(Free-text object descriptions)

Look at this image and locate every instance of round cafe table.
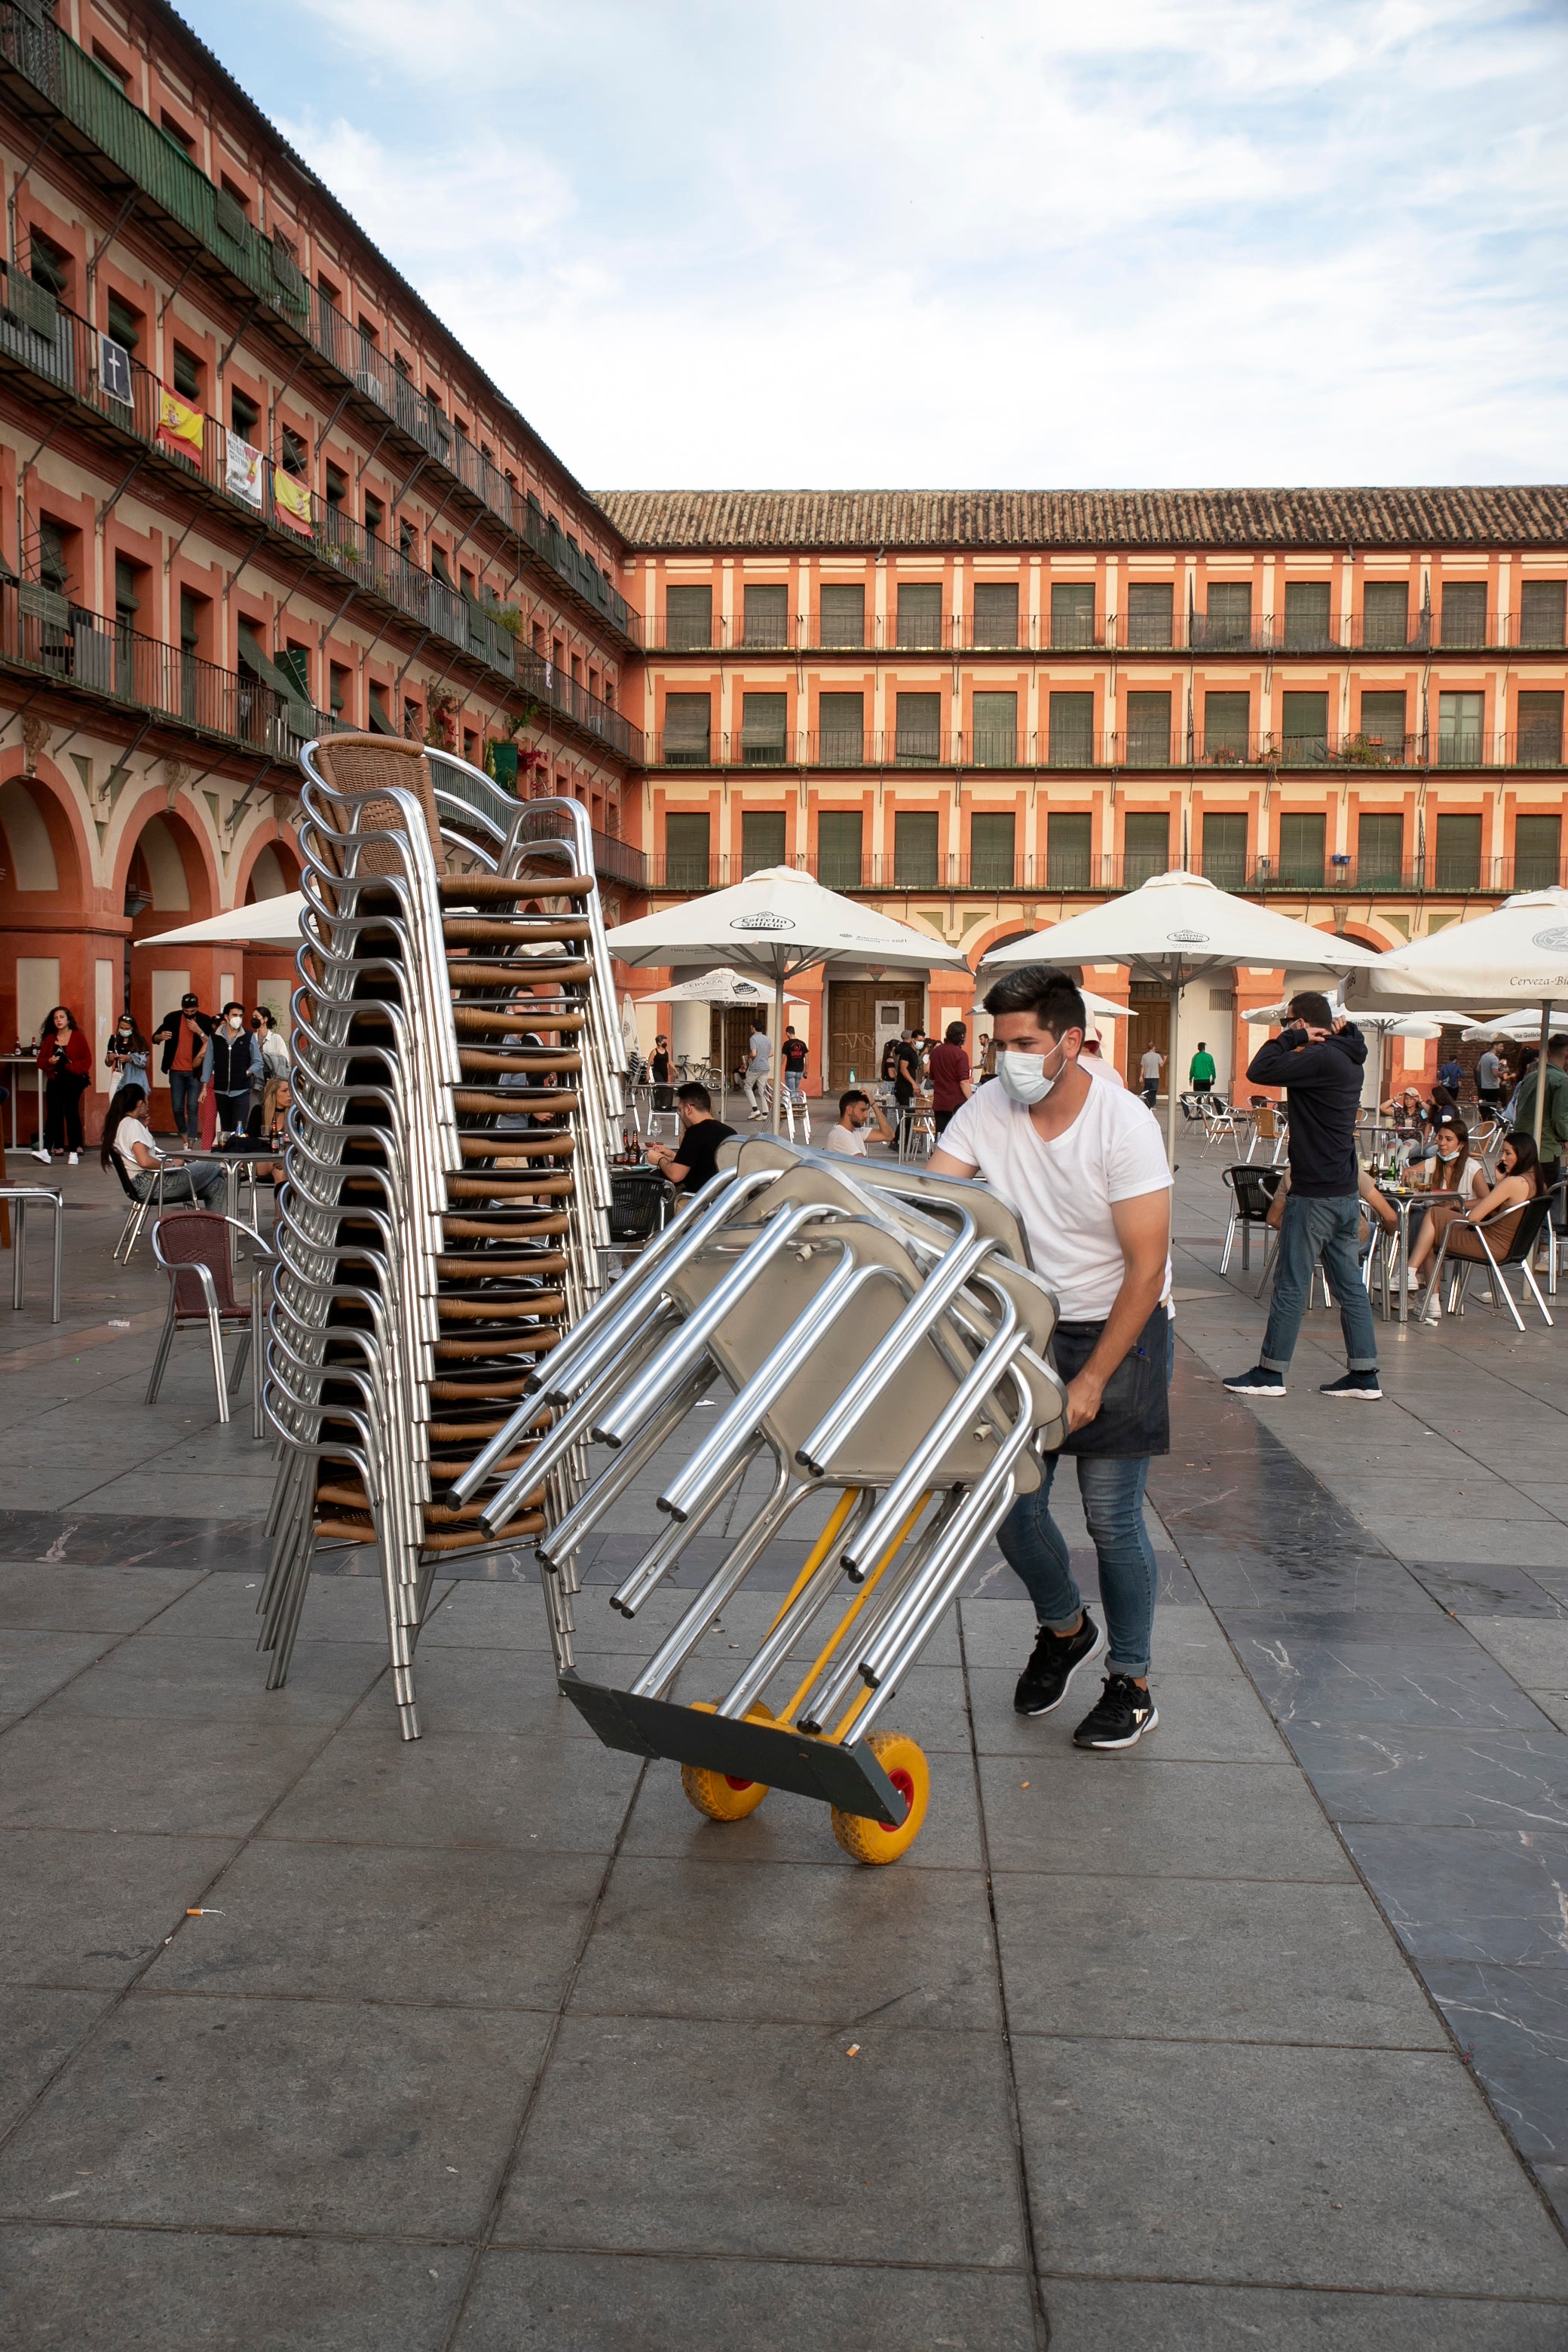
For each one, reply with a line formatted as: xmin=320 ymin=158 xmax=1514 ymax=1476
xmin=1374 ymin=1183 xmax=1460 ymax=1324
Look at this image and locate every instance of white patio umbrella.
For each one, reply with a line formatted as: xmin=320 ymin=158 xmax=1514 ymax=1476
xmin=981 ymin=869 xmax=1380 ymax=1162
xmin=636 ymin=967 xmax=807 ymax=1008
xmin=1342 ymin=888 xmax=1568 ymax=1146
xmin=1461 ymin=1008 xmax=1568 ymax=1042
xmin=971 ymin=985 xmax=1126 ymax=1024
xmin=606 ymin=866 xmax=969 ymax=1133
xmin=132 ymin=892 xmax=305 ymax=947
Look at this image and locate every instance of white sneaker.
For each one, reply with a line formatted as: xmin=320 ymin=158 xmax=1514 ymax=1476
xmin=32 ymin=1147 xmax=50 ymax=1164
xmin=1405 ymin=1269 xmax=1420 ymax=1290
xmin=67 ymin=1151 xmax=78 ymax=1165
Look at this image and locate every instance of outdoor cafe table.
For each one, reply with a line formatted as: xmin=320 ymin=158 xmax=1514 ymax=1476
xmin=0 ymin=1055 xmax=45 ymax=1152
xmin=1374 ymin=1181 xmax=1461 ymax=1325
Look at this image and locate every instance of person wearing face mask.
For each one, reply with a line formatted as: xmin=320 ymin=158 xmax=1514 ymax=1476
xmin=1406 ymin=1129 xmax=1542 ymax=1314
xmin=201 ymin=1002 xmax=261 ymax=1139
xmin=929 ymin=965 xmax=1174 ymax=1753
xmin=106 ymin=1014 xmax=149 ymax=1095
xmin=1226 ymin=994 xmax=1380 ymax=1400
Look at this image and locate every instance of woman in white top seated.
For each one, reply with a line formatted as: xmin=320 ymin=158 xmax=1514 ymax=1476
xmin=1406 ymin=1121 xmax=1537 ymax=1294
xmin=100 ymin=1085 xmax=227 ymax=1209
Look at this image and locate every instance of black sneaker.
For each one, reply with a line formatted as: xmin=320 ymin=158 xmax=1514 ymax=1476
xmin=1073 ymin=1674 xmax=1159 ymax=1750
xmin=1223 ymin=1365 xmax=1285 ymax=1396
xmin=1319 ymin=1370 xmax=1383 ymax=1399
xmin=1013 ymin=1612 xmax=1105 ymax=1717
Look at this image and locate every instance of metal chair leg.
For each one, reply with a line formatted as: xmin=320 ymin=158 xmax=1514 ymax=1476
xmin=145 ymin=1299 xmax=177 ymax=1403
xmin=1220 ymin=1215 xmax=1237 ymax=1275
xmin=209 ymin=1306 xmax=232 ymax=1424
xmin=50 ymin=1196 xmax=60 ymax=1324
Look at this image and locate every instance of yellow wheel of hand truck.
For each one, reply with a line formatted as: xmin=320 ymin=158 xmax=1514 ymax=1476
xmin=830 ymin=1729 xmax=929 ymax=1864
xmin=681 ymin=1700 xmax=775 ymax=1821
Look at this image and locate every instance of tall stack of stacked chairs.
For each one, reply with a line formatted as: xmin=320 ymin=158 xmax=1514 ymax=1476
xmin=260 ymin=737 xmax=629 ymax=1738
xmin=448 ymin=1135 xmax=1070 ymax=1864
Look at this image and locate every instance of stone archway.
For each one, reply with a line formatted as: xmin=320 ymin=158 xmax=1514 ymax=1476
xmin=0 ymin=767 xmax=97 ymax=1140
xmin=116 ymin=804 xmax=218 ymax=1119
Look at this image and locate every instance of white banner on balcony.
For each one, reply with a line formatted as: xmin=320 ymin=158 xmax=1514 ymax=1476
xmin=225 ymin=431 xmax=264 ymax=508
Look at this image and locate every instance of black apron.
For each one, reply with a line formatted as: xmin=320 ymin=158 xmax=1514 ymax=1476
xmin=1050 ymin=1301 xmax=1171 ymax=1459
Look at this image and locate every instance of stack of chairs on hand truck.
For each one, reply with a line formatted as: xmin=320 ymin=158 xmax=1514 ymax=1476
xmin=448 ymin=1134 xmax=1069 ymax=1864
xmin=260 ymin=736 xmax=629 ymax=1738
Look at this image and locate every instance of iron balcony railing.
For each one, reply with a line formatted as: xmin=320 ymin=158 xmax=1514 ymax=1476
xmin=641 ymin=846 xmax=1566 ymax=899
xmin=0 ymin=1 xmax=634 ymax=649
xmin=641 ymin=605 xmax=1568 ymax=657
xmin=0 ymin=582 xmax=335 ymax=760
xmin=651 ymin=727 xmax=1568 ymax=772
xmin=0 ymin=284 xmax=643 ymax=764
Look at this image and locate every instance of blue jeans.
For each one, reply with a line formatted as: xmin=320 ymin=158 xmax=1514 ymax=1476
xmin=999 ymin=1453 xmax=1159 ymax=1679
xmin=132 ymin=1162 xmax=226 ymax=1210
xmin=168 ymin=1069 xmax=203 ymax=1141
xmin=1262 ymin=1191 xmax=1378 ymax=1374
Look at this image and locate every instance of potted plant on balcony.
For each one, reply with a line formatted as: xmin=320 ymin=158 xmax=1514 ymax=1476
xmin=425 ymin=686 xmax=461 ymax=752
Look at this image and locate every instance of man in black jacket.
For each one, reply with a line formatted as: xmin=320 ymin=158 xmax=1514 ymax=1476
xmin=1224 ymin=991 xmax=1381 ymax=1401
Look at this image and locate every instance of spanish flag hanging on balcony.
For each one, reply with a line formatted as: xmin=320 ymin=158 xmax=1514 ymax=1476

WORK ORDER = Only an exact, picture-free copy of the entries counts as the answer.

OUTPUT BELOW =
Look at this image and locate every instance of round cafe table.
For each one, reply with a line formatted as: xmin=320 ymin=158 xmax=1514 ymax=1476
xmin=1374 ymin=1183 xmax=1460 ymax=1324
Look at this image and locate every instance of white patio umbrella.
For each one, reply with a line formatted as: xmin=320 ymin=158 xmax=1514 ymax=1476
xmin=981 ymin=869 xmax=1380 ymax=1162
xmin=636 ymin=967 xmax=807 ymax=1008
xmin=1342 ymin=888 xmax=1568 ymax=1146
xmin=1461 ymin=1008 xmax=1568 ymax=1042
xmin=971 ymin=985 xmax=1126 ymax=1024
xmin=606 ymin=866 xmax=969 ymax=1133
xmin=132 ymin=892 xmax=305 ymax=947
Look at this image and locate every instance of white sneaker.
For each one, reply with a line formatted as: xmin=320 ymin=158 xmax=1514 ymax=1476
xmin=32 ymin=1147 xmax=50 ymax=1164
xmin=1405 ymin=1269 xmax=1420 ymax=1290
xmin=67 ymin=1151 xmax=78 ymax=1165
Look at this image and locate every instance of outdoor cafe table.
For each one, reply with a line formatted as: xmin=320 ymin=158 xmax=1514 ymax=1476
xmin=0 ymin=1055 xmax=45 ymax=1152
xmin=1374 ymin=1181 xmax=1461 ymax=1325
Look at this image and locate every instance of person wearing face mask.
For each one, reply with a line formatted as: xmin=320 ymin=158 xmax=1514 ymax=1476
xmin=1406 ymin=1129 xmax=1542 ymax=1314
xmin=201 ymin=1002 xmax=261 ymax=1139
xmin=929 ymin=965 xmax=1174 ymax=1753
xmin=106 ymin=1014 xmax=149 ymax=1095
xmin=1226 ymin=994 xmax=1380 ymax=1400
Look at this image and locate every instance of woman in white top seated.
For each one, reply with a line formatted as: xmin=320 ymin=158 xmax=1514 ymax=1476
xmin=1406 ymin=1121 xmax=1537 ymax=1294
xmin=100 ymin=1085 xmax=227 ymax=1209
Look at this image and locate every instance of black sneaker.
For each one, reply with a line formatted as: xmin=320 ymin=158 xmax=1514 ymax=1476
xmin=1073 ymin=1674 xmax=1159 ymax=1750
xmin=1223 ymin=1365 xmax=1285 ymax=1396
xmin=1319 ymin=1370 xmax=1383 ymax=1399
xmin=1013 ymin=1612 xmax=1105 ymax=1717
Look at this image and locate every instance of metal chair leg.
For each one, reply with a line formatted as: xmin=320 ymin=158 xmax=1514 ymax=1476
xmin=145 ymin=1299 xmax=177 ymax=1403
xmin=1220 ymin=1215 xmax=1237 ymax=1275
xmin=209 ymin=1306 xmax=232 ymax=1424
xmin=50 ymin=1196 xmax=60 ymax=1324
Look at this image and locate every instance of yellow wheel of hand truck.
For each one, reply with a line formatted as: xmin=320 ymin=158 xmax=1514 ymax=1476
xmin=830 ymin=1729 xmax=929 ymax=1864
xmin=681 ymin=1700 xmax=775 ymax=1821
Look at this image and locate every instance of tall stack of stacked chairs.
For each one, reply with a line formatted as: xmin=320 ymin=158 xmax=1514 ymax=1476
xmin=260 ymin=737 xmax=629 ymax=1738
xmin=448 ymin=1135 xmax=1070 ymax=1864
Look at this image and locate every instance of stone archway.
For each one, reply with a line formatted as: xmin=320 ymin=158 xmax=1514 ymax=1476
xmin=0 ymin=767 xmax=97 ymax=1140
xmin=116 ymin=804 xmax=218 ymax=1119
Look at this image and locate every instance of white banner on balcony.
For each one, reply with a line formatted as: xmin=320 ymin=158 xmax=1514 ymax=1476
xmin=225 ymin=431 xmax=264 ymax=508
Look at this image and locate every instance of black apron.
For each one, reply with a line formatted as: xmin=320 ymin=158 xmax=1514 ymax=1476
xmin=1050 ymin=1301 xmax=1171 ymax=1459
Look at this image and locate every instance of stack of chairs on hand truck.
For each one, reply with a line formatted as: xmin=320 ymin=158 xmax=1514 ymax=1476
xmin=448 ymin=1134 xmax=1069 ymax=1864
xmin=260 ymin=736 xmax=629 ymax=1738
Look at this image and locate every instance of iron balcony railing.
For each one, reply with a line formatted as: xmin=320 ymin=158 xmax=1514 ymax=1476
xmin=641 ymin=846 xmax=1566 ymax=899
xmin=0 ymin=1 xmax=634 ymax=649
xmin=641 ymin=605 xmax=1568 ymax=657
xmin=0 ymin=582 xmax=335 ymax=760
xmin=651 ymin=727 xmax=1568 ymax=772
xmin=0 ymin=284 xmax=643 ymax=764
Look at this image and locate every instance of blue jeans.
For each one, reply with a line formatted as: xmin=320 ymin=158 xmax=1514 ymax=1476
xmin=999 ymin=1453 xmax=1159 ymax=1679
xmin=132 ymin=1162 xmax=226 ymax=1210
xmin=168 ymin=1069 xmax=203 ymax=1141
xmin=1262 ymin=1191 xmax=1378 ymax=1374
Look at this image and locate every instance of potted plant on balcony.
For each one, reply with a line formatted as: xmin=320 ymin=158 xmax=1514 ymax=1476
xmin=425 ymin=686 xmax=461 ymax=752
Look at this image and locate every instance of man in black jacket.
For each one, reply with a line formatted as: xmin=320 ymin=158 xmax=1514 ymax=1476
xmin=1224 ymin=991 xmax=1381 ymax=1401
Look at this image and locate every instance of spanish flag hanging on balcony.
For each one, reply with a line formatted as: xmin=320 ymin=158 xmax=1514 ymax=1476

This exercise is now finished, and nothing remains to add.